→ **Task description**:
Each entry below is to be printed verbatim.

→ **Given records**:
>> start

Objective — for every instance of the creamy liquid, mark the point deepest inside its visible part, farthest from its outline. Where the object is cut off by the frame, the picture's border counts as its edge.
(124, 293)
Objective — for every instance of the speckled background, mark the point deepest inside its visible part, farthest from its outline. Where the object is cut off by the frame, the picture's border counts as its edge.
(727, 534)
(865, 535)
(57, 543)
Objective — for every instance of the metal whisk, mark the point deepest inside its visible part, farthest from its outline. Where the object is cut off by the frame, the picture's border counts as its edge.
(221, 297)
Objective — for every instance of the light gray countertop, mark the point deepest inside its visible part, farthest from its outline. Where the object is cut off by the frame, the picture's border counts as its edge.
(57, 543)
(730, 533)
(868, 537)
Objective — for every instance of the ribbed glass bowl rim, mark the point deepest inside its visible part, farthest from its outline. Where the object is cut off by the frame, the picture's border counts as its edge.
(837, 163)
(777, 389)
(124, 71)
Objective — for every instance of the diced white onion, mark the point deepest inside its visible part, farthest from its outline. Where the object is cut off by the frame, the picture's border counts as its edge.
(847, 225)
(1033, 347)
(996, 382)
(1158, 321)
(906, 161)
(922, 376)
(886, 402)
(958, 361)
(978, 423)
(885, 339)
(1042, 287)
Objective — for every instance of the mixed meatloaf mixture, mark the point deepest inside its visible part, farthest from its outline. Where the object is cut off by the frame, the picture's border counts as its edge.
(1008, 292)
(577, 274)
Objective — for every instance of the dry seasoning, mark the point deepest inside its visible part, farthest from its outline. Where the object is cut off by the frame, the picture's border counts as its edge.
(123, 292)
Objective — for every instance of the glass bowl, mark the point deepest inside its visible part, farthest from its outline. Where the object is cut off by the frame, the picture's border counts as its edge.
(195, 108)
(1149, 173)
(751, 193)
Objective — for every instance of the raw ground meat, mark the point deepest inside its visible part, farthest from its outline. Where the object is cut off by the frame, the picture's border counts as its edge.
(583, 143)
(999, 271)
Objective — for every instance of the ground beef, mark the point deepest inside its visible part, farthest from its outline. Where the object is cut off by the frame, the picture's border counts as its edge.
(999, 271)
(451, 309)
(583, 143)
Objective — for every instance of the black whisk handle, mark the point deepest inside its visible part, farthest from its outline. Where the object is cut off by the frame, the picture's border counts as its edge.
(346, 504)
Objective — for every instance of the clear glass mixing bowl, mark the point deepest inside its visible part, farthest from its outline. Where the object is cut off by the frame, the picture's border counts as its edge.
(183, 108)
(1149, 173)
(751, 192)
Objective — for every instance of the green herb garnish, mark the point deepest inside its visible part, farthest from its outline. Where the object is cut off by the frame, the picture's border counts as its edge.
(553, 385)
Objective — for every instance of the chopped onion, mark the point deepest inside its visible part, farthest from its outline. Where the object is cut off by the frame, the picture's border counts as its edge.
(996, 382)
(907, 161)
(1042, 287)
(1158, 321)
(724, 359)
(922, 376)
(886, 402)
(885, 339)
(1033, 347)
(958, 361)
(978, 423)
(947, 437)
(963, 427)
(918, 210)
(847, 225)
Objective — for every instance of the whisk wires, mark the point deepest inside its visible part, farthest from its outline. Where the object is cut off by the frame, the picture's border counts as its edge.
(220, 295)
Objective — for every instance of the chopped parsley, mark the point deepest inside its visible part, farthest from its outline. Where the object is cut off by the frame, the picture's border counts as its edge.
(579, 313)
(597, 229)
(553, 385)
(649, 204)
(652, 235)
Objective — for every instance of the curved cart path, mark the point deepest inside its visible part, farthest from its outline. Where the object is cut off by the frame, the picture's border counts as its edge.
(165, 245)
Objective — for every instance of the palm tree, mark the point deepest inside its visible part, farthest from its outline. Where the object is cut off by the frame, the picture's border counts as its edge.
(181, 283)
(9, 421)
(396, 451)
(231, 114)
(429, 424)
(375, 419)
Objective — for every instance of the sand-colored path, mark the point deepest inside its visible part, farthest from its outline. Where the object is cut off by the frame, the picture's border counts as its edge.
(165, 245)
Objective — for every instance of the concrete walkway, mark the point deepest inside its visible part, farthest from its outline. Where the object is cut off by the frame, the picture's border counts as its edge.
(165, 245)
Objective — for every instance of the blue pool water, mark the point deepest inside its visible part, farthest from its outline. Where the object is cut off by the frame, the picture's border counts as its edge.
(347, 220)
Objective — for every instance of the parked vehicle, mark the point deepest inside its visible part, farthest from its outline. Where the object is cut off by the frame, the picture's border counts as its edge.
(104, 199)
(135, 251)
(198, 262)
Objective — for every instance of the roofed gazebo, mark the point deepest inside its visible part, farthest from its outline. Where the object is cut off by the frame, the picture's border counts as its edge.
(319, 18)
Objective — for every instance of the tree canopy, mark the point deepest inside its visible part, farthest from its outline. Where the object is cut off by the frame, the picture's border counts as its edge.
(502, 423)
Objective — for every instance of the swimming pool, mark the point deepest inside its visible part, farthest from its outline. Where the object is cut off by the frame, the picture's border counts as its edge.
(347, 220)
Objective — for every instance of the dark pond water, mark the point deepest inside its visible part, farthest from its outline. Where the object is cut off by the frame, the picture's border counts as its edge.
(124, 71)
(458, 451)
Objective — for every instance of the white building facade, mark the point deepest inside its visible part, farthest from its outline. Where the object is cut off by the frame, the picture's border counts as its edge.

>> end

→ **The completed task**:
Objective — for every instance of the creamy liquid, mark the point deepest inside its visible part, farthest from its outline. Where the object is cut off by the frame, the picture's border counts as its edge.
(124, 293)
Objective — for every instance of the speckled background, mark the point deepest inside its visible part, farthest from its outline. Where the object is cut off by the frame, the picture's border counts as its edge.
(727, 534)
(865, 535)
(57, 543)
Objective — for every instance of the metal whisk, mark the point deepest inside its visible part, farthest from its outline. Where the object is cut off by the frame, the picture's border counts as its edge.
(221, 297)
Objective — for every instance of the light gray countertop, mark the point deepest inside its visible part, farthest from its outline. Where the object is cut off by the frame, the picture's border counts as its edge.
(57, 543)
(730, 533)
(868, 537)
Objective — for every instance of the ribbed glass bowl rim, mark the point deepest inside its visible part, farthest from its outline. Where the object is cut off by the frame, the picture's border counts as its edge.
(837, 163)
(777, 389)
(124, 71)
Objective — for every instance of the diced white onion, mark the point deepest inside its visible part, farthest from its outline. Where the object is cut off by the frame, the picture's border counts as its edge.
(847, 225)
(1033, 347)
(996, 382)
(1158, 321)
(906, 161)
(922, 376)
(886, 402)
(958, 361)
(978, 423)
(885, 339)
(1042, 287)
Objective — for every instance of the mixed meatloaf mixture, mark the point deepest inside its visible part, farthest from its outline. Where the object is cut off by the frame, the picture's border counts as its edge.
(1008, 292)
(577, 274)
Objective — for every instance of the dry seasoning, mark the point deepest inside its visible part, farthest from its outline. Where the object is cut off by the frame, the picture's border counts as its edge.
(123, 292)
Objective — for every instance of the glass bowl, mark the point deepest inside its visible part, farthest from its outline. Where the object is cut off by the frame, the picture's border counts as its edge.
(195, 108)
(1149, 173)
(751, 193)
Objective — for every instance of the raw ground meat, mark the point deepest inside its visible part, farthest from its outline. Where the object is cut off by the frame, the picture's border counts as its edge.
(583, 143)
(999, 271)
Objective — for every instance of the ground beef, mark the point deepest inside its visible part, farthest from its outline. Where the object is cut off by the frame, the picture's border counts as its edge.
(999, 271)
(451, 309)
(583, 143)
Objective — for every instance of the black whisk handle, mark the point deepest inside its visible part, farthest from its outline. Where the object is cut off by the frame, the picture's border counts as its edge.
(346, 504)
Objective — for every instance of the clear glass mixing bowl, mark the point deepest inside its visible part, farthest from its outline. Where the object is cut off by the frame, the picture's border counts as its edge.
(183, 108)
(1149, 173)
(751, 192)
Objective — for every instance of the green herb garnish, mark the point deepest inside its visible part, farthest from its outline. Where the object is cut off by the frame, the picture's border counts as its edge.
(553, 385)
Objective — for every instance of the chopped onion, mark the point deepest inside its visible part, farthest from its outline. Where the object is cut off by the frame, the picture's border counts as its edge.
(996, 382)
(907, 161)
(1042, 287)
(1158, 321)
(724, 359)
(922, 376)
(886, 402)
(885, 339)
(1033, 347)
(958, 361)
(978, 423)
(947, 437)
(963, 427)
(918, 210)
(847, 225)
Objective — for every instance of the whisk wires, mark the point deepest inside its visible part, farthest from its outline. Where the object is cut off by the frame, the picture's border counts as its edge.
(220, 295)
Objective — for every instance of the chopped parsley, mark the point deepest inside its visible part, farthest from its outline. Where the object is cut off by the frame, the picture's border counts as its edge.
(579, 313)
(597, 229)
(553, 385)
(649, 204)
(652, 235)
Objective — for every instance of the curved cart path, mark the point deepest inside its visible part, farthest from its outline. Where the object is cut off by the frame, the picture's border counts as its edge.
(165, 245)
Objective — for every instance of the palm tree, mark the point deepest inside its visible part, farthest from its outline. Where the object is cut off by the frame, the picture's border counts as its edge.
(181, 283)
(9, 421)
(396, 451)
(231, 114)
(429, 424)
(375, 419)
Objective — for every instance of the sand-colored path, mark the point deepest inside its visible part, farthest from its outline. Where the object is cut off by the frame, the picture's border counts as its edge.
(165, 245)
Objective — for every instance of the concrete walkway, mark the point deepest inside its visible part, farthest from its outline. Where the object is cut off by the frame, the picture's border counts as its edge.
(165, 245)
Objective — for every instance of the blue pool water, mark the point deepest inside its visible part, farthest from its outline. Where the object is cut off by the frame, the picture's border counts as its edge.
(347, 220)
Objective — for every instance of the parked vehicle, mark the point deepest inside its visible part, farthest from its outline. Where the object is cut off by the frame, the picture's border counts as its edge.
(104, 199)
(135, 251)
(198, 262)
Objective — for every instance of the roofed gazebo, mark the point deepest inside its visible part, farthest from its outline. Where the object is cut off by the frame, the picture's border counts as its edge.
(319, 18)
Objective — for every instance of the tree canopy, mark the point deepest inside its visible part, farthest from its outline. Where the object is cut off by the frame, the picture's border counts as its edge.
(502, 423)
Objective — for every instance of the swimming pool, mark the point deepest inside its visible part, farthest from its outline. Where the object is cut off by the frame, the picture's border counts as its edge.
(347, 220)
Objective — for every instance of the dark pond water, mark the point deepest inside its visible part, farthest from its outline. Where the object is cut off by the frame, the picture's border counts as its edge.
(124, 71)
(458, 451)
Objective — for every instance of the white building facade, mark the point deepest inside its visible part, farthest from its outline. Where the object is cut off by the frame, the picture's border counts as its edge.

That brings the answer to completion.